## WHAT THIS TASK INVOLVES
Using the listing below, select the lines with the word "person" and copy them.

## THE DATA

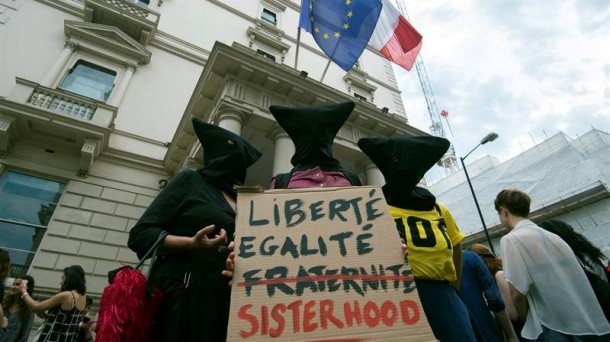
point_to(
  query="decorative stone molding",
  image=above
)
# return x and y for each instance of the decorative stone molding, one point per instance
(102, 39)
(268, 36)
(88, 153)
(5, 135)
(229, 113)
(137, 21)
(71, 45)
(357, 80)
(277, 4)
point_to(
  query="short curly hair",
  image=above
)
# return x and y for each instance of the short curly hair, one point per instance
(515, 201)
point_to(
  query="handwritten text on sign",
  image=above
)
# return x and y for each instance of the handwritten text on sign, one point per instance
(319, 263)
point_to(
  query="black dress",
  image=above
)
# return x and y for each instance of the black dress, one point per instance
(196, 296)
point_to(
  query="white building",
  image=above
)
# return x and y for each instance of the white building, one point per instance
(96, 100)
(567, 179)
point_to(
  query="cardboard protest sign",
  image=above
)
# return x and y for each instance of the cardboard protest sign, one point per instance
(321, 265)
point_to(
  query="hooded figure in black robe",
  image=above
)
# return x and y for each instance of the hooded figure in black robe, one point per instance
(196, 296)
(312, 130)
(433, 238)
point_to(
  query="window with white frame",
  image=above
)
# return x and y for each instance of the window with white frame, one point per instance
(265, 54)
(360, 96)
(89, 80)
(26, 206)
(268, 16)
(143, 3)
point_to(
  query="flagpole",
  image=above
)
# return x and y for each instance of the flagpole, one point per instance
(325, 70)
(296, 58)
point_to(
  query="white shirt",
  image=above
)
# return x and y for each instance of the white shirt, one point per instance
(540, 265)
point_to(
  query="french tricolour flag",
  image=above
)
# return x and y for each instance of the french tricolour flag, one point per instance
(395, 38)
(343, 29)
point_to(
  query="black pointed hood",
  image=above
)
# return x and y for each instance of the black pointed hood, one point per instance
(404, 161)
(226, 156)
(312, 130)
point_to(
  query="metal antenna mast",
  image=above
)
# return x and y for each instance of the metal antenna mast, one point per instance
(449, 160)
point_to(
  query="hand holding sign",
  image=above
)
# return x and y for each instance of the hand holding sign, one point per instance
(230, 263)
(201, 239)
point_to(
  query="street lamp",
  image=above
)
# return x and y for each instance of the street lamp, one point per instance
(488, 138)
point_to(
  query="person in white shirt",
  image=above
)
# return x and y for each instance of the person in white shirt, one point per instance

--

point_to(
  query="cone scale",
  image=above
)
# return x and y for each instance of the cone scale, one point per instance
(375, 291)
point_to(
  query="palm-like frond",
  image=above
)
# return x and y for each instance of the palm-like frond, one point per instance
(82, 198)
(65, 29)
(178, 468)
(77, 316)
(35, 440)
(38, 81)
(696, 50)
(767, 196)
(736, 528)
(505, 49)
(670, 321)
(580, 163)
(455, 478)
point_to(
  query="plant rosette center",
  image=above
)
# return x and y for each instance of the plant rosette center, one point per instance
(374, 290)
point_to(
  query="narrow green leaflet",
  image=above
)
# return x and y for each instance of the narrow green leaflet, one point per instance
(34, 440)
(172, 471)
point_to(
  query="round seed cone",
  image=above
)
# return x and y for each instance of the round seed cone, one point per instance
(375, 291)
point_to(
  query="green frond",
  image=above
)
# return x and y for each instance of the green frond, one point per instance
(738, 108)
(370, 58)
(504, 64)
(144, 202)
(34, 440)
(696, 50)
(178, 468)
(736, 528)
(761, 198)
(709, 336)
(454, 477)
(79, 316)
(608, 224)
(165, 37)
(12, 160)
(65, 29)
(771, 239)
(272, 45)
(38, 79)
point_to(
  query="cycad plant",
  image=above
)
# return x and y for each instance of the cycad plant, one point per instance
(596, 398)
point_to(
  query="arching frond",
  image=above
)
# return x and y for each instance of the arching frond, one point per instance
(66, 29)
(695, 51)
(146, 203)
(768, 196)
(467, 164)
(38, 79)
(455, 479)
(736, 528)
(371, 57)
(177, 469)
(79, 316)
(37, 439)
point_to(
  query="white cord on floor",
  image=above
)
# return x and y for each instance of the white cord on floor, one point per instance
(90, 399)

...

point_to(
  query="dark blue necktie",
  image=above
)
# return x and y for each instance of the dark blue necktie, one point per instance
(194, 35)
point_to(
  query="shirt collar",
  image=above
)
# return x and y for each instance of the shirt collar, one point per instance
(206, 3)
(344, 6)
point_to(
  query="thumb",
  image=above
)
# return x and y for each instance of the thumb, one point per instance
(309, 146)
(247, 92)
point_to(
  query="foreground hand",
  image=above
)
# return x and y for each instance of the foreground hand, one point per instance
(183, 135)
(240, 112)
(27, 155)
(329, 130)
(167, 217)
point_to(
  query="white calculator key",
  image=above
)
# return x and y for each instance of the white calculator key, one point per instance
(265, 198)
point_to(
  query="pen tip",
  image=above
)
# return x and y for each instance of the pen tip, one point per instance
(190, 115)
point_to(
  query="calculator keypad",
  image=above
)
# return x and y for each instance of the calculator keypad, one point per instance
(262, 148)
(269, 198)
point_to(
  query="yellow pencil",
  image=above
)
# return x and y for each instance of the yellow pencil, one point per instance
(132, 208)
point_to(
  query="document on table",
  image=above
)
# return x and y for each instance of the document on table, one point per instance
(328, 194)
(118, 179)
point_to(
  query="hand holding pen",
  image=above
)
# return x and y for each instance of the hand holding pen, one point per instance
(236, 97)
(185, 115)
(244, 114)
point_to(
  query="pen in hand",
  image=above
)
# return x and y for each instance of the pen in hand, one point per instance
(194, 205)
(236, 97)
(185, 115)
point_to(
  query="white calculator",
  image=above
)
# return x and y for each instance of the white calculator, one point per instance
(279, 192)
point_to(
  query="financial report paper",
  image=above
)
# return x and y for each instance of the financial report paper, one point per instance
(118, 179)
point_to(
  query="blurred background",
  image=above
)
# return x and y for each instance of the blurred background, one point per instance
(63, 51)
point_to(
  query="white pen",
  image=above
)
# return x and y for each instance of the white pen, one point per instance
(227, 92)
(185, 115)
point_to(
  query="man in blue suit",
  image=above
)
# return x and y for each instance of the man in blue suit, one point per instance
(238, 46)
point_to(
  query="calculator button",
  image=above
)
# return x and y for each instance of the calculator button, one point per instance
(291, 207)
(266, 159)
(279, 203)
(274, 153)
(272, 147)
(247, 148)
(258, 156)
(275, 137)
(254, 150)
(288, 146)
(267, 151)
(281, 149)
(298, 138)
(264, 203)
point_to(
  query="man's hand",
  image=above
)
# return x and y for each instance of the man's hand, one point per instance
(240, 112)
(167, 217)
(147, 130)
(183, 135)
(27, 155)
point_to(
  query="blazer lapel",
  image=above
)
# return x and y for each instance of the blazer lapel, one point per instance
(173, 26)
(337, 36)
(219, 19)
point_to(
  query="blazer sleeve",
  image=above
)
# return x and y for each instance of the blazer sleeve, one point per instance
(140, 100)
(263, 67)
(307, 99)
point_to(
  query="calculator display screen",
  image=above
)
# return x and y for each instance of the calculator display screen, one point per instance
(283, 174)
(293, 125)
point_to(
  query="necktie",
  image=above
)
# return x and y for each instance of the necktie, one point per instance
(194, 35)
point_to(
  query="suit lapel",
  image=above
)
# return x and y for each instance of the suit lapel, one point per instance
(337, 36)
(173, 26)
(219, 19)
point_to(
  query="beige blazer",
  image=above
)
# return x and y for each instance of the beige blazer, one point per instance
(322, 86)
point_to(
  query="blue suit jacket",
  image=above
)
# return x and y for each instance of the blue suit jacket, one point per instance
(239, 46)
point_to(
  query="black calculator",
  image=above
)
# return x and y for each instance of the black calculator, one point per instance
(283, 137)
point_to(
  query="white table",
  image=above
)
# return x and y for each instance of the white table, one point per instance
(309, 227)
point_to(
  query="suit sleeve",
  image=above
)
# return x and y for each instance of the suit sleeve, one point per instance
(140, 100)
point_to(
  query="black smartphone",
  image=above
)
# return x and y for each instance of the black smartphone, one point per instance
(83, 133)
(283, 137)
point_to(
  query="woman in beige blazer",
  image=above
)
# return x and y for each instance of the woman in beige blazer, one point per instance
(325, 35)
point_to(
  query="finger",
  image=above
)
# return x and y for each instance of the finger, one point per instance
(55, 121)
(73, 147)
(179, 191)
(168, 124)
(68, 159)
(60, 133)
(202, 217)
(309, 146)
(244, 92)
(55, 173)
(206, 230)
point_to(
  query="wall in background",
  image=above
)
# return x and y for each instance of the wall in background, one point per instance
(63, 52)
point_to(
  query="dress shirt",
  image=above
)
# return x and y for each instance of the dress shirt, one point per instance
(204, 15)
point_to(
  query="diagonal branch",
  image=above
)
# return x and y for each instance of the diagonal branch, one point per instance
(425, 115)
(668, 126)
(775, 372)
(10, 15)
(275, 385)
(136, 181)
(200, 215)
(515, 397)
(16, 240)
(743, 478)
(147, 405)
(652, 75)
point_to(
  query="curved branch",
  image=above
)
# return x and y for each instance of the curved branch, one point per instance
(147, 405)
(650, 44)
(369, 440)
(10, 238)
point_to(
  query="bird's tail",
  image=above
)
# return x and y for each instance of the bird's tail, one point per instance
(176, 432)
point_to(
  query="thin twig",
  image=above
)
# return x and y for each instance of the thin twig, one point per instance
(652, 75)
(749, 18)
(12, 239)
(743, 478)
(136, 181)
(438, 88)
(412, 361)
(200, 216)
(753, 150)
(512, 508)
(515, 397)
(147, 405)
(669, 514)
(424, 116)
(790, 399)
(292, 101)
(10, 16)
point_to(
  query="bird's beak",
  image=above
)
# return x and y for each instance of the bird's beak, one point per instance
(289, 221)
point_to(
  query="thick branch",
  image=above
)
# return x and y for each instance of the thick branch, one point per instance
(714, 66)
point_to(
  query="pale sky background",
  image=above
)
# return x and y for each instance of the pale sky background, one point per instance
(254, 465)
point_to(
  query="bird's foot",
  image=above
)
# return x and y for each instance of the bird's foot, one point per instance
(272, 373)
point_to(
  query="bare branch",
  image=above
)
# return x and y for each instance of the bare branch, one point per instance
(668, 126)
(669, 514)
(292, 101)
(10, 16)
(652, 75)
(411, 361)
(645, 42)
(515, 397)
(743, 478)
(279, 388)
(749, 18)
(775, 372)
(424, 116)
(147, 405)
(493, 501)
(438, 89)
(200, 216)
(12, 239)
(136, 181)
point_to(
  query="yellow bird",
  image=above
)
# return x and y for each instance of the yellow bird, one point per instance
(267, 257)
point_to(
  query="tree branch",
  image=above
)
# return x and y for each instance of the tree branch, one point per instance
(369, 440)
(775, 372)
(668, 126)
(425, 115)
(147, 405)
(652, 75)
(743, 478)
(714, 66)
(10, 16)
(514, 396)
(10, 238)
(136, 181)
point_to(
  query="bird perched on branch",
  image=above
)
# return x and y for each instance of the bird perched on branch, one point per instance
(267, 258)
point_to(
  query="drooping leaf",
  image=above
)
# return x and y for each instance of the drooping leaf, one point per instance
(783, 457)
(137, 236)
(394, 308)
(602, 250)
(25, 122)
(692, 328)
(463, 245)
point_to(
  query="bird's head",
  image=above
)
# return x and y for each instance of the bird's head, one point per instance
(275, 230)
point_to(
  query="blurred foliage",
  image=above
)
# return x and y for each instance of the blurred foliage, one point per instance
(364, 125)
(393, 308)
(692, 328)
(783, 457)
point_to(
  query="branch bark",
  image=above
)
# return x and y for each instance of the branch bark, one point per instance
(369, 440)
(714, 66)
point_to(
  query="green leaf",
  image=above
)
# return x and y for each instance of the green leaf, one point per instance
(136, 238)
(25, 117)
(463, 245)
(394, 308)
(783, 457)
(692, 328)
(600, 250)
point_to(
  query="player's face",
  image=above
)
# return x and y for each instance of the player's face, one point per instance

## FINISHED EXERCISE
  query="person in white shirt",
# return x and y for each instance of the person in white shirt, one point per instance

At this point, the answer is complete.